Aim of the exercise: Quote every entry word for word.

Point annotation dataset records
┏━━
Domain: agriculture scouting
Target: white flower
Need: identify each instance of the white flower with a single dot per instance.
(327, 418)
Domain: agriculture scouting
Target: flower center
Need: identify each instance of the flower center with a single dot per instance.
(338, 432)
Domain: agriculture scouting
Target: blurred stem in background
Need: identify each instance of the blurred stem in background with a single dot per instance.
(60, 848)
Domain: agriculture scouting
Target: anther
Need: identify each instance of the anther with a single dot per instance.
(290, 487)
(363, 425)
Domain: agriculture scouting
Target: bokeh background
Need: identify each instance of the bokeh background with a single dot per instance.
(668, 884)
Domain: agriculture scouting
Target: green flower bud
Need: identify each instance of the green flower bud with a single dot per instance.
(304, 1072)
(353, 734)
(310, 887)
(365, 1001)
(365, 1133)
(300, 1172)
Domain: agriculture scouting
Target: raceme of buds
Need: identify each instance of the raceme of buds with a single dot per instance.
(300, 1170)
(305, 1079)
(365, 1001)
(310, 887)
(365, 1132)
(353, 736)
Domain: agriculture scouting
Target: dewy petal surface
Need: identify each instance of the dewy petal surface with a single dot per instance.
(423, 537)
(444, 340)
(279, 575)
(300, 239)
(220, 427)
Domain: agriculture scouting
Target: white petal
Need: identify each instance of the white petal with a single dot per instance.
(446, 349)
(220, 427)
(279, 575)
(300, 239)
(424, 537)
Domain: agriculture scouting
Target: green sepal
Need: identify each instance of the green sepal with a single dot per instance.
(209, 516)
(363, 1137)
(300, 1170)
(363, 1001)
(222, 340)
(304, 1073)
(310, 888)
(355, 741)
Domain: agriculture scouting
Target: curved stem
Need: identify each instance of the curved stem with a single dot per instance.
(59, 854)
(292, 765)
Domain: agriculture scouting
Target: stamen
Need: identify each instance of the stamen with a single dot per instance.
┗━━
Correct response:
Domain: agriculture scouting
Target: white flower
Need: identify each instance of the white flower with a single dot per instance.
(327, 418)
Domain: agriculture scouting
Target: flower center
Need: identify each instance of the flower center with a single dot per instance.
(338, 432)
Domain: agriculture scouting
Target: blurred stem in background
Need: identify each instance of the blurred stem in background with a single dot per instance.
(60, 848)
Domain: agriculture scouting
Target: anther
Need: identify each instance of the anther with a single dot per instance.
(290, 487)
(363, 425)
Domain: agriculture scouting
Target: bokeh background
Need: identify each instance of the bokeh background with a single dot per instance.
(668, 884)
Domain: agriculture scouting
Target: green flower bud
Need: identify each instance of the green flower bud with a single dot per instance.
(304, 1072)
(353, 734)
(310, 887)
(365, 1001)
(365, 1133)
(300, 1172)
Domain: agriculture scouting
Target: raceme of buds
Need: identify each instance of the raceme of buds with a single dot per instance.
(300, 1170)
(305, 1079)
(365, 1001)
(310, 887)
(365, 1132)
(353, 736)
Domain: agriculture scouting
Target: dewy petal surface
Need: identify each instance of the dewy petal surface with a single dot per instance.
(423, 537)
(444, 340)
(279, 575)
(300, 239)
(220, 427)
Domain: agriculture scouting
Target: white petal
Need: identify each instance of the white petal with a single dot per instance.
(446, 349)
(220, 427)
(279, 575)
(300, 239)
(424, 537)
Domain: agriculture scouting
Target: green sepal
Need: identify each instance of the green sepal with a single dot per instance.
(209, 516)
(363, 1137)
(300, 1170)
(363, 1001)
(222, 340)
(304, 1073)
(310, 888)
(355, 741)
Domain: agriculture scouting
Target: curved stem
Need: identify each instance of the curved stem with a single dot per instance.
(59, 854)
(292, 765)
Domain: agriculture scouting
Target: stamen
Need: identify each instance of the stamen with a single dot per instance.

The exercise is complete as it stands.